What is required = Give every line below again, exactly as it appears.

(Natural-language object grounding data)
• • •

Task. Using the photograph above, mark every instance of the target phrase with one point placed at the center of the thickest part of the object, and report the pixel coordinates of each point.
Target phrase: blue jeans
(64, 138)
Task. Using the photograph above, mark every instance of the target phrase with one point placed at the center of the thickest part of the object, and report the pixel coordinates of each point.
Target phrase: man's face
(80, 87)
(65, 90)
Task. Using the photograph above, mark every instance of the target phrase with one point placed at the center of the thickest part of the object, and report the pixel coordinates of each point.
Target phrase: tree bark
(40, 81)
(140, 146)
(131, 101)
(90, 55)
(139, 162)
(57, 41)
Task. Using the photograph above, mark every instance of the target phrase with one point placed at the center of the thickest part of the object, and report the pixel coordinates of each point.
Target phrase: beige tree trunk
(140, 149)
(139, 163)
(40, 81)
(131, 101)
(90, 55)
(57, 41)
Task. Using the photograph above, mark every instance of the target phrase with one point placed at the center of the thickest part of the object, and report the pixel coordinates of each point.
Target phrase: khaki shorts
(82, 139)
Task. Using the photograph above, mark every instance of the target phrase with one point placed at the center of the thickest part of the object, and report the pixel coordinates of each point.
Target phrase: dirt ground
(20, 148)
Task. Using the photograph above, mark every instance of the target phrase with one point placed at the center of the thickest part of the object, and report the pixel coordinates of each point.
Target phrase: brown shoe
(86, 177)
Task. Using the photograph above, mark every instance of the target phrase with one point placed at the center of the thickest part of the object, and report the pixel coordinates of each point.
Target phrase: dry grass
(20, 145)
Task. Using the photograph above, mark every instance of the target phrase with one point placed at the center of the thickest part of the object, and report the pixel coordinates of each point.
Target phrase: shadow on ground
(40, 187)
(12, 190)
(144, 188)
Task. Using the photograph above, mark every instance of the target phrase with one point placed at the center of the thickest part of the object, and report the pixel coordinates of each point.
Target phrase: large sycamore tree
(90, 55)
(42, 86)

• • •

Exercise result =
Task. Using the photograph above, mark every instance of the target phrase with one point placed at the center of the thickest part of the object, and report the pixel coordinates of each point.
Target phrase: blue jeans
(64, 138)
Task. Using the photograph above, mark every instance of the target phrase with one point placed at the center of the thickest part of the object, and report the pixel coordinates of each point.
Target phrase: man's face
(80, 87)
(65, 90)
Task. Using the photograph above, mark every instance of the target phrase with one point placed at the center of the thickest part of the object, and report the pixel coordinates of each point.
Target phrase: tree bark
(40, 81)
(140, 146)
(131, 101)
(90, 55)
(139, 162)
(57, 41)
Task. Using the photograph above, mark every instance of the target phrase with one point placed at the center of the thickest part of the object, and report the pixel coordinates of each point.
Target phrase: beige tree trunk
(140, 149)
(139, 163)
(40, 81)
(131, 101)
(90, 55)
(57, 41)
Task. Using the photograph above, mark every instance of the target phrase with one point placed at the center of the thickest part of the object, and report the pixel coordinates of each point.
Target phrase: khaki shorts
(82, 139)
Task. Using the photograph above, mark every instance of the target phrase with one point placed at the center of the thickest part of the object, and report the pixel coordinates of each point.
Target phrase: dirt ground
(20, 148)
Task. Using the photograph above, mark every instance of the target phrase with one point placed at the center of the thickest part of the object, and report the pixel coordinates of each point.
Target phrase: brown shoe
(86, 177)
Task. Using the photograph above, mark every instance of the target phrase with one point placed at the center of the thickest part of the object, and report the pixel coordinates of each point.
Target phrase: dry grass
(20, 145)
Task. Using the photograph above, mark every instance of the target phrase with one point placed at the center of the thickest part of the object, and report the pixel coordinates of each point.
Target phrase: shadow on ground
(40, 187)
(12, 190)
(144, 188)
Task. Using the photograph above, mark every instance of the target phrase with one point placed at the center of the thickest part of the object, and report the pixel coordinates of each point.
Target phrase: large sycamore tree
(90, 55)
(42, 86)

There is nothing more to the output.